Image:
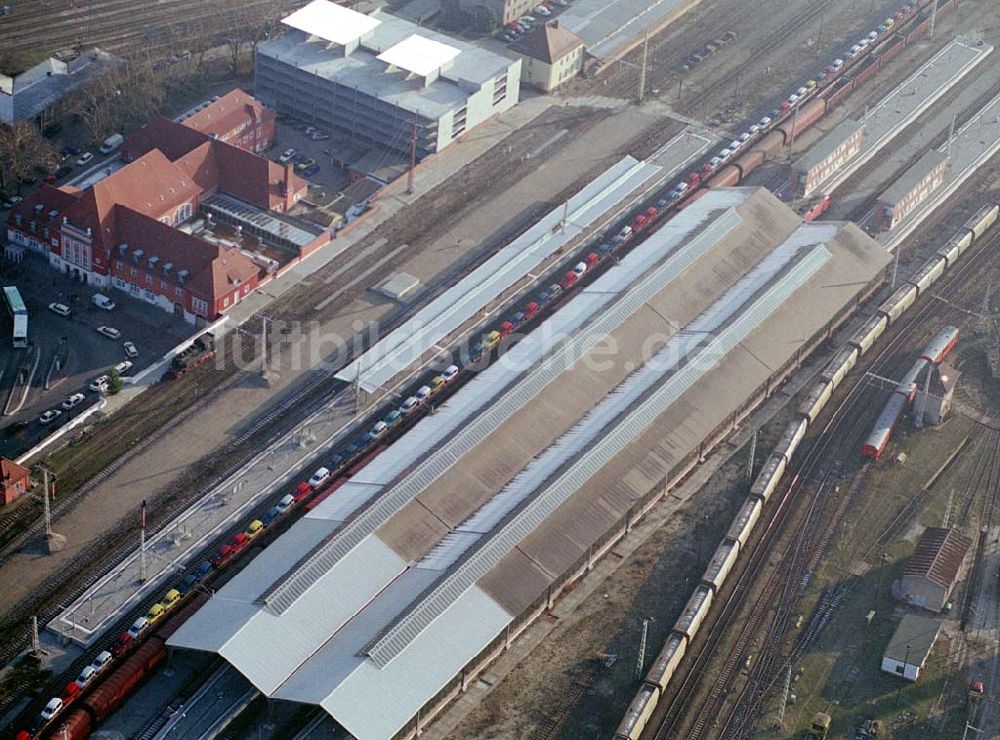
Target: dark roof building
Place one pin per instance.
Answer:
(15, 480)
(37, 93)
(934, 567)
(826, 157)
(911, 189)
(124, 230)
(236, 118)
(550, 53)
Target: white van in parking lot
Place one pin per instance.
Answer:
(102, 301)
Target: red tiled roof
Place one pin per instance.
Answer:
(226, 113)
(938, 556)
(10, 470)
(549, 42)
(212, 268)
(151, 185)
(170, 137)
(50, 198)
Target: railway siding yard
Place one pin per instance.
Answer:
(448, 530)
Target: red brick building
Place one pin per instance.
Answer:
(236, 118)
(124, 230)
(15, 480)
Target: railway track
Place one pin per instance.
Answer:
(742, 715)
(124, 26)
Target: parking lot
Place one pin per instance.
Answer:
(82, 353)
(328, 179)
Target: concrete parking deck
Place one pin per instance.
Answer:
(973, 145)
(895, 112)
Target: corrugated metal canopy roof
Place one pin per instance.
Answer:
(312, 646)
(458, 304)
(331, 22)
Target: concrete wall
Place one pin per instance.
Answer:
(547, 77)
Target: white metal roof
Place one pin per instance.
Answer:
(419, 55)
(450, 424)
(601, 424)
(459, 303)
(331, 22)
(312, 649)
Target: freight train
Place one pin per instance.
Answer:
(655, 682)
(760, 140)
(905, 391)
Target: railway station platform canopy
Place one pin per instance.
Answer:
(460, 303)
(372, 604)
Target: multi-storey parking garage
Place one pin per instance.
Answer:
(386, 598)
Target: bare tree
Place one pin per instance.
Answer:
(124, 98)
(23, 151)
(246, 25)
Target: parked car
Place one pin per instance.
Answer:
(319, 477)
(491, 340)
(155, 613)
(270, 516)
(52, 709)
(110, 332)
(73, 401)
(101, 660)
(88, 674)
(138, 627)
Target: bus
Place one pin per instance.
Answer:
(19, 313)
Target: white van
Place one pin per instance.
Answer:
(102, 301)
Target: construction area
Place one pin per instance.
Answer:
(618, 355)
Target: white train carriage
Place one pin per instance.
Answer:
(744, 521)
(929, 273)
(638, 713)
(893, 306)
(769, 476)
(790, 440)
(907, 385)
(816, 400)
(877, 440)
(667, 661)
(981, 220)
(694, 613)
(840, 365)
(871, 330)
(941, 345)
(721, 564)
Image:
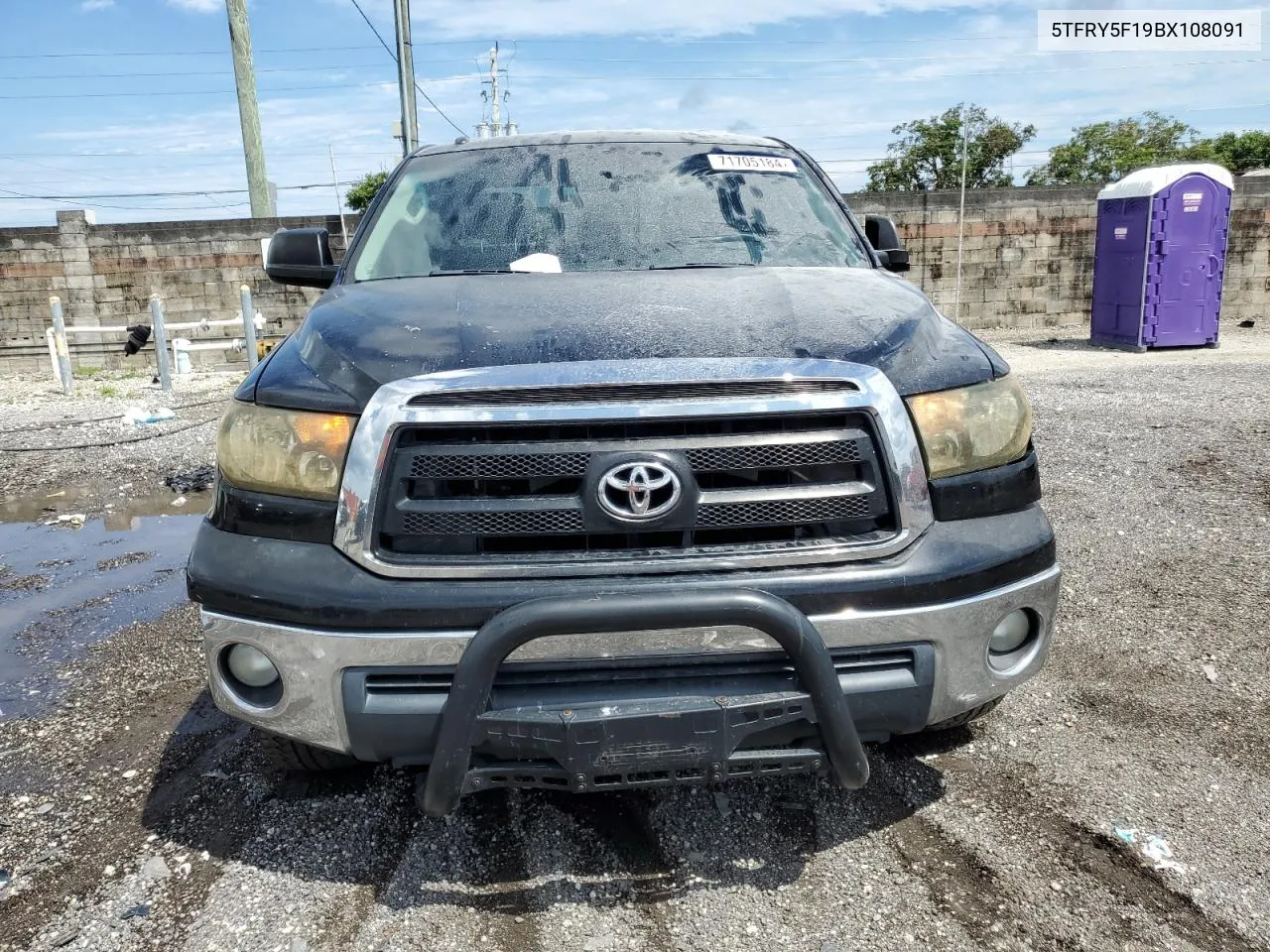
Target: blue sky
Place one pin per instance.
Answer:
(137, 95)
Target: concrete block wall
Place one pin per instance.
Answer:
(105, 275)
(1028, 253)
(1028, 262)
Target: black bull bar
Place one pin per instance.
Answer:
(465, 721)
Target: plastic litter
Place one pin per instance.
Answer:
(1153, 848)
(191, 481)
(137, 416)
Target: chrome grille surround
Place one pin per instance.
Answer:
(391, 409)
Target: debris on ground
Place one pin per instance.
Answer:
(1155, 849)
(155, 869)
(137, 416)
(191, 481)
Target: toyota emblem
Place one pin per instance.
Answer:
(639, 492)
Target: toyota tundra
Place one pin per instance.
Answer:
(613, 460)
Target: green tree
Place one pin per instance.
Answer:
(1237, 151)
(928, 155)
(361, 195)
(1106, 151)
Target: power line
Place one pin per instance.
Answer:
(418, 87)
(221, 91)
(558, 77)
(204, 193)
(557, 41)
(767, 77)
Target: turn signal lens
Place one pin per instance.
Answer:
(286, 452)
(971, 428)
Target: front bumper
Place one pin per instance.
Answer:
(318, 665)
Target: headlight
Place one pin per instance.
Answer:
(287, 452)
(971, 428)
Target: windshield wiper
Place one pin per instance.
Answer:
(698, 264)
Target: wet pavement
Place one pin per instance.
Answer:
(66, 583)
(134, 815)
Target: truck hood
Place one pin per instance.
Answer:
(358, 336)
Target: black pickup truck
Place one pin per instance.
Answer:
(613, 460)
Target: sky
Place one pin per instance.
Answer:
(122, 99)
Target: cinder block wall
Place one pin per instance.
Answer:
(105, 273)
(1028, 253)
(1026, 263)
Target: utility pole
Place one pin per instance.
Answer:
(339, 198)
(405, 77)
(497, 128)
(960, 217)
(249, 113)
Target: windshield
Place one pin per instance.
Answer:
(604, 206)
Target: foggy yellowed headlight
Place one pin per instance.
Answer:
(971, 428)
(286, 452)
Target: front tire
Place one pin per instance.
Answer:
(294, 757)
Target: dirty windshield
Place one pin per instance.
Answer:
(612, 206)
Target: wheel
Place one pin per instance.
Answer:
(965, 717)
(303, 758)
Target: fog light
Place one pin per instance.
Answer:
(252, 666)
(1011, 633)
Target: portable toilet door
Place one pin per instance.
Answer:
(1161, 257)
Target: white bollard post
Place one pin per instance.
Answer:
(64, 357)
(160, 343)
(249, 326)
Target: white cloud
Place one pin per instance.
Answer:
(198, 5)
(703, 18)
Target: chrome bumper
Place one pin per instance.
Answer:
(312, 661)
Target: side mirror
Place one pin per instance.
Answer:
(302, 257)
(884, 238)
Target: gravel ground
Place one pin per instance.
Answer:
(132, 815)
(36, 414)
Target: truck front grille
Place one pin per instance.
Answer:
(517, 493)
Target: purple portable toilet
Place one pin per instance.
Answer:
(1160, 257)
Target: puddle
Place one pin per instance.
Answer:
(75, 499)
(64, 588)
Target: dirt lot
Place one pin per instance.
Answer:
(132, 815)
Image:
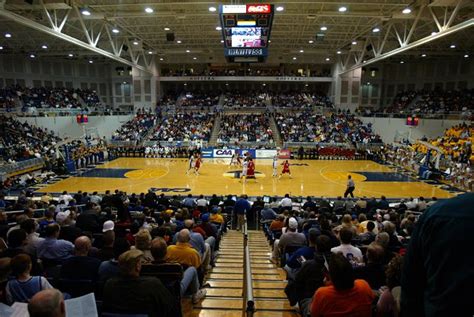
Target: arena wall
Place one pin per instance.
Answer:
(388, 128)
(67, 126)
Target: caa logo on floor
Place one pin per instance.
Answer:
(170, 190)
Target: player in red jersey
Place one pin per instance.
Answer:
(197, 164)
(286, 169)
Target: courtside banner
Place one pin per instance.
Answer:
(207, 153)
(251, 151)
(284, 154)
(265, 153)
(223, 153)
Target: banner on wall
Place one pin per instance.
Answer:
(223, 153)
(284, 154)
(207, 153)
(265, 153)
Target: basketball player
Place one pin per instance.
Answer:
(286, 169)
(350, 187)
(275, 166)
(245, 165)
(190, 163)
(233, 159)
(197, 164)
(251, 169)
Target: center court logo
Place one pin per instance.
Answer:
(237, 174)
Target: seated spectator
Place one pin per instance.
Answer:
(290, 238)
(81, 266)
(190, 280)
(389, 300)
(183, 253)
(310, 277)
(53, 248)
(47, 303)
(143, 243)
(346, 296)
(353, 254)
(130, 293)
(373, 272)
(24, 286)
(110, 268)
(305, 253)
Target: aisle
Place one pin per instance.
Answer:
(225, 296)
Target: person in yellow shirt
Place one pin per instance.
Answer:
(183, 253)
(216, 216)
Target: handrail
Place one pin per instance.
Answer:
(249, 300)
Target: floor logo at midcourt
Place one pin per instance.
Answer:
(238, 174)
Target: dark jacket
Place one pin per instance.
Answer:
(438, 270)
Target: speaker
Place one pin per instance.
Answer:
(170, 37)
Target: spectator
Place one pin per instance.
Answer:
(345, 296)
(47, 303)
(129, 293)
(24, 286)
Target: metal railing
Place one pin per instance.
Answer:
(249, 302)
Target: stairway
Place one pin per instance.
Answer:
(225, 294)
(276, 131)
(216, 128)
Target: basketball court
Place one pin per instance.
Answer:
(310, 177)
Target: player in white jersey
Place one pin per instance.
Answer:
(275, 166)
(245, 165)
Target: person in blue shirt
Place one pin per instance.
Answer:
(296, 260)
(242, 206)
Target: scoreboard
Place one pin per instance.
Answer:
(246, 31)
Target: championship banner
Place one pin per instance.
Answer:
(284, 154)
(265, 153)
(207, 153)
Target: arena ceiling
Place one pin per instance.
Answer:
(303, 32)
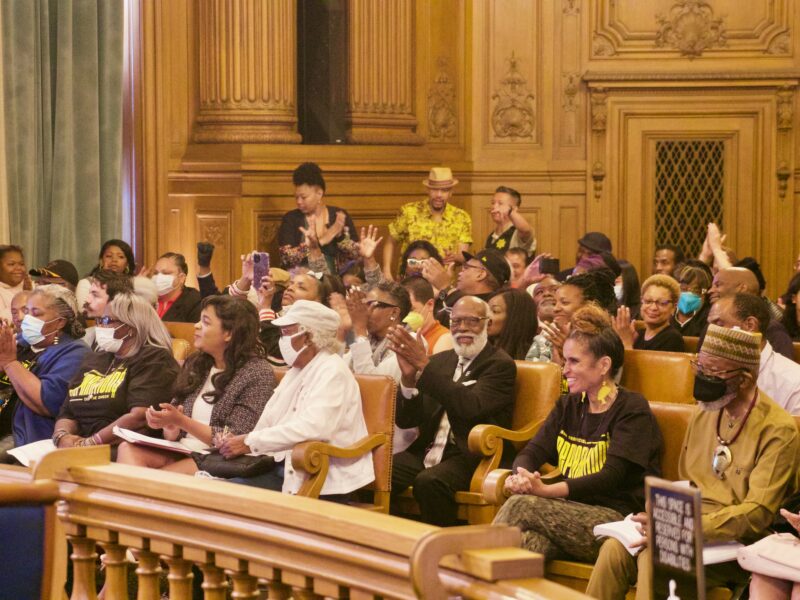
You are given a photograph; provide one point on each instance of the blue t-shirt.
(54, 367)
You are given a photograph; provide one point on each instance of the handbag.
(227, 468)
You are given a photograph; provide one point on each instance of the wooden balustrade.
(248, 541)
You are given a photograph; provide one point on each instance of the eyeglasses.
(658, 303)
(106, 322)
(698, 368)
(471, 266)
(379, 304)
(470, 322)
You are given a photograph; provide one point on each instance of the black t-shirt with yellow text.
(104, 389)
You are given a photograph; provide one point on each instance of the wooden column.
(380, 107)
(247, 57)
(83, 558)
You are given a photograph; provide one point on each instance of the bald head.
(471, 306)
(731, 281)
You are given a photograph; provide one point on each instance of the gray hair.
(134, 311)
(65, 304)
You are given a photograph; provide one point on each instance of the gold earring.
(604, 392)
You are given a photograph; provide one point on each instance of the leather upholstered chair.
(378, 403)
(659, 376)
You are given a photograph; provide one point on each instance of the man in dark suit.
(446, 395)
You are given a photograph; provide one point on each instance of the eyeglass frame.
(470, 322)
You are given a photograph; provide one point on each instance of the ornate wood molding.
(514, 114)
(599, 109)
(381, 73)
(690, 28)
(442, 111)
(247, 71)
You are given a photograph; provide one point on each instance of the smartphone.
(260, 267)
(551, 266)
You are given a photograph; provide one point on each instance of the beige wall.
(561, 99)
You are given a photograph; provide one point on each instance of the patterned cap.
(734, 344)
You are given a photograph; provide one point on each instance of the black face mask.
(709, 389)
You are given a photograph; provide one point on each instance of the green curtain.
(63, 95)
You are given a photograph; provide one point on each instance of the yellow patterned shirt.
(415, 223)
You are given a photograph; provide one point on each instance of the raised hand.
(436, 274)
(311, 234)
(8, 345)
(265, 292)
(247, 269)
(411, 354)
(338, 303)
(369, 242)
(624, 326)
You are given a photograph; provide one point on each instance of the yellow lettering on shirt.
(97, 386)
(578, 457)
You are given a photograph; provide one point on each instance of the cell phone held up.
(260, 267)
(550, 266)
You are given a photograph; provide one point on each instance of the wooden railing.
(245, 539)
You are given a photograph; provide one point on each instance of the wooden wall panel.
(674, 30)
(512, 88)
(583, 72)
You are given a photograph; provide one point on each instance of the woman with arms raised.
(223, 387)
(40, 377)
(132, 369)
(604, 440)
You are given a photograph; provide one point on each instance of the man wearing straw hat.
(741, 451)
(435, 220)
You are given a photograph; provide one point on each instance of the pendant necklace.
(723, 457)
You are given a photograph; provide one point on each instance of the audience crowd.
(276, 354)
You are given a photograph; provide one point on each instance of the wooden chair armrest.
(484, 439)
(36, 492)
(313, 459)
(494, 486)
(303, 455)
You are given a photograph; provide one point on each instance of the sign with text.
(675, 538)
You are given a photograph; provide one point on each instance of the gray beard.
(470, 351)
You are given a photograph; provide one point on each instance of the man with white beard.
(740, 450)
(446, 395)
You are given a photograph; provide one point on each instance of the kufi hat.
(734, 344)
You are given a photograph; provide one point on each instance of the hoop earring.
(604, 392)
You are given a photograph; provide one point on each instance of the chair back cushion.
(537, 388)
(184, 331)
(378, 402)
(659, 376)
(673, 420)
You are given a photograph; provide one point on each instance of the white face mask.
(105, 340)
(287, 350)
(32, 329)
(164, 283)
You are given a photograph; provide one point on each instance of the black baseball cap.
(596, 242)
(58, 268)
(494, 262)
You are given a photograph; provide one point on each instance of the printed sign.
(675, 538)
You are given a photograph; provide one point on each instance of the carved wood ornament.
(513, 115)
(690, 28)
(442, 119)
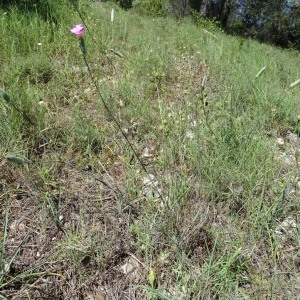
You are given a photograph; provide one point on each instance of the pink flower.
(78, 30)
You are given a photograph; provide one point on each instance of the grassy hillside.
(162, 165)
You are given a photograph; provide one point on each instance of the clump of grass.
(191, 183)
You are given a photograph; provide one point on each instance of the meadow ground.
(163, 166)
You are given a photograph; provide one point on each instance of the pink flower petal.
(78, 29)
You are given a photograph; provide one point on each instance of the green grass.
(213, 185)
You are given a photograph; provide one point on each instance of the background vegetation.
(165, 167)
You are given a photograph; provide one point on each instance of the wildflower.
(297, 82)
(112, 15)
(78, 30)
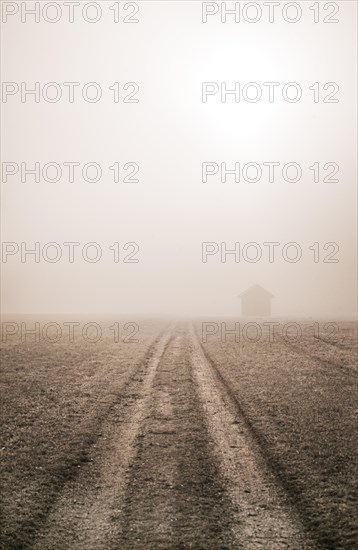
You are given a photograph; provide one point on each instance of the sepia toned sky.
(170, 212)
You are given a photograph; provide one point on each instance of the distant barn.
(255, 302)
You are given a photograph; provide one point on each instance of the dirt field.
(180, 441)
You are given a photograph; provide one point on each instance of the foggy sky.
(169, 134)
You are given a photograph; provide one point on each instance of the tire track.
(175, 498)
(83, 517)
(264, 517)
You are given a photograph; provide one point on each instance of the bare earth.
(168, 454)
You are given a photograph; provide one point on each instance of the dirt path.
(263, 515)
(176, 467)
(85, 515)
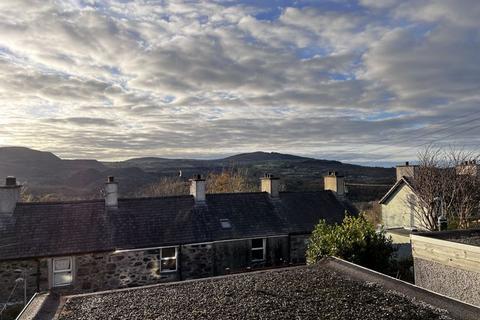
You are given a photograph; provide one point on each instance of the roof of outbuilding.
(50, 229)
(403, 181)
(332, 289)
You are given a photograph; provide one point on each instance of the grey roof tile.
(48, 229)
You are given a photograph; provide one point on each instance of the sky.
(367, 81)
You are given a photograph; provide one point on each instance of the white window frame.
(70, 270)
(263, 248)
(169, 258)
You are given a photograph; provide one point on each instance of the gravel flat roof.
(309, 292)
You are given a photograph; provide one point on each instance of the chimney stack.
(406, 170)
(197, 188)
(335, 182)
(9, 196)
(271, 185)
(111, 193)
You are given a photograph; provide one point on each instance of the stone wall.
(108, 270)
(298, 248)
(34, 273)
(103, 271)
(452, 282)
(196, 261)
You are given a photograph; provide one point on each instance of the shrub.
(355, 240)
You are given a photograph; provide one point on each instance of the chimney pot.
(271, 185)
(10, 181)
(9, 195)
(336, 183)
(198, 189)
(111, 193)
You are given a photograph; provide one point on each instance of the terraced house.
(84, 246)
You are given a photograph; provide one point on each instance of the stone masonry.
(113, 270)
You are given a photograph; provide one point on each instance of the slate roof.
(403, 181)
(50, 229)
(331, 289)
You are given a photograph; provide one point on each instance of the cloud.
(116, 79)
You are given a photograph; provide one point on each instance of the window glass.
(225, 223)
(62, 278)
(258, 249)
(62, 271)
(257, 254)
(62, 264)
(168, 252)
(257, 243)
(169, 265)
(168, 260)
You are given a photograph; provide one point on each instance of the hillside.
(44, 172)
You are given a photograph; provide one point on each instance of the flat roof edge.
(456, 308)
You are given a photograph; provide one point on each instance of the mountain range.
(45, 173)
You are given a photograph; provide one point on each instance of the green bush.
(355, 240)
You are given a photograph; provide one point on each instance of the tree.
(445, 181)
(230, 180)
(226, 181)
(355, 240)
(166, 186)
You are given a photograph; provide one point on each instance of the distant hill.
(264, 156)
(44, 172)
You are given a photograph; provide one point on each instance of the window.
(258, 249)
(225, 223)
(62, 271)
(168, 259)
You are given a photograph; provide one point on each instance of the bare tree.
(166, 186)
(445, 181)
(228, 180)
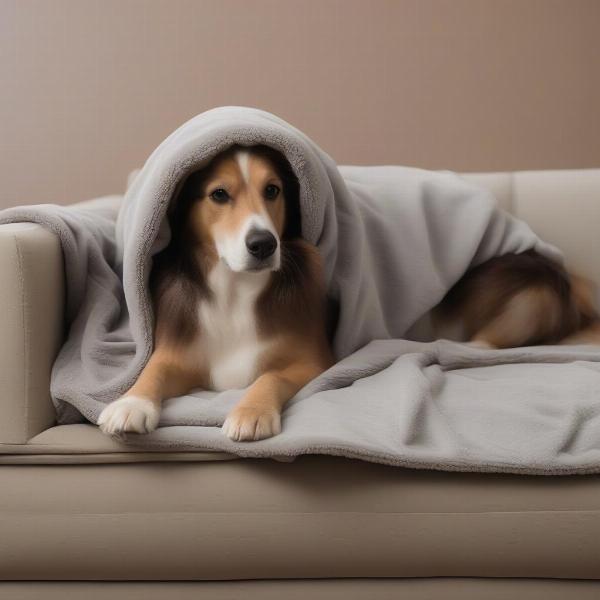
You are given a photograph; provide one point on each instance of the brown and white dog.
(239, 300)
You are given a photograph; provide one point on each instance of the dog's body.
(238, 298)
(240, 302)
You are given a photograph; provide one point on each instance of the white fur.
(245, 423)
(243, 160)
(232, 247)
(130, 413)
(228, 339)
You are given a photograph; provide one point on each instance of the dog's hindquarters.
(519, 300)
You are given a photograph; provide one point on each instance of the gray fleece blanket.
(393, 241)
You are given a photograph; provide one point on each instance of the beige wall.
(89, 88)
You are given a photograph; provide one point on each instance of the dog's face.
(240, 210)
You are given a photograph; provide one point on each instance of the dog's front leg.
(138, 410)
(258, 414)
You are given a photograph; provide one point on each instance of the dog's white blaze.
(232, 248)
(228, 340)
(243, 160)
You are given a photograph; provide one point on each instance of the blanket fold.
(393, 241)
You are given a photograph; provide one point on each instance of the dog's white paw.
(250, 423)
(129, 414)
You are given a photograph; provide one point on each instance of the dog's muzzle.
(261, 243)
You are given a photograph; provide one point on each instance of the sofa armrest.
(32, 295)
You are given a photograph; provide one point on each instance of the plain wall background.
(90, 87)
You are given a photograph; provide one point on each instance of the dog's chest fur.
(229, 342)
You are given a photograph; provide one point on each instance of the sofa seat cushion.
(85, 443)
(315, 517)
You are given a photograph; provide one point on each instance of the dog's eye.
(220, 196)
(271, 192)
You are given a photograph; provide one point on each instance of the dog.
(240, 302)
(238, 297)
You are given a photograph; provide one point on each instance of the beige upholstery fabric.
(31, 322)
(562, 206)
(442, 588)
(316, 517)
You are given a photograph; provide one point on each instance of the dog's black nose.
(261, 243)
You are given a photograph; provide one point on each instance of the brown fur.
(517, 300)
(290, 310)
(512, 300)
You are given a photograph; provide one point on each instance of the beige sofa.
(78, 509)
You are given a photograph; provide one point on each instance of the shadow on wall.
(90, 87)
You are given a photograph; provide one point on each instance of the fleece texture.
(393, 241)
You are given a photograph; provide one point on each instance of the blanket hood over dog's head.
(393, 240)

----------------

● **What to work on**: Would you copy out exactly the lines above that start at the one containing "Target: portable toilet door" and end at the one containing "Target: truck front grille", inclusive?

● **Task response**:
Target: portable toilet door
Place one pin per instance.
Answer:
(1161, 257)
Target: white bollard post
Place one pin per instance.
Answer:
(64, 357)
(160, 343)
(249, 326)
Target: white cloud
Place one pin per instance.
Answer:
(198, 5)
(703, 18)
Target: chrome bumper
Place one pin per instance.
Answer:
(312, 661)
Target: side mirror
Place one pin per instance.
Answer:
(302, 257)
(884, 238)
Target: gravel ground
Place one pin per instance.
Answer:
(132, 815)
(36, 414)
Target: truck front grille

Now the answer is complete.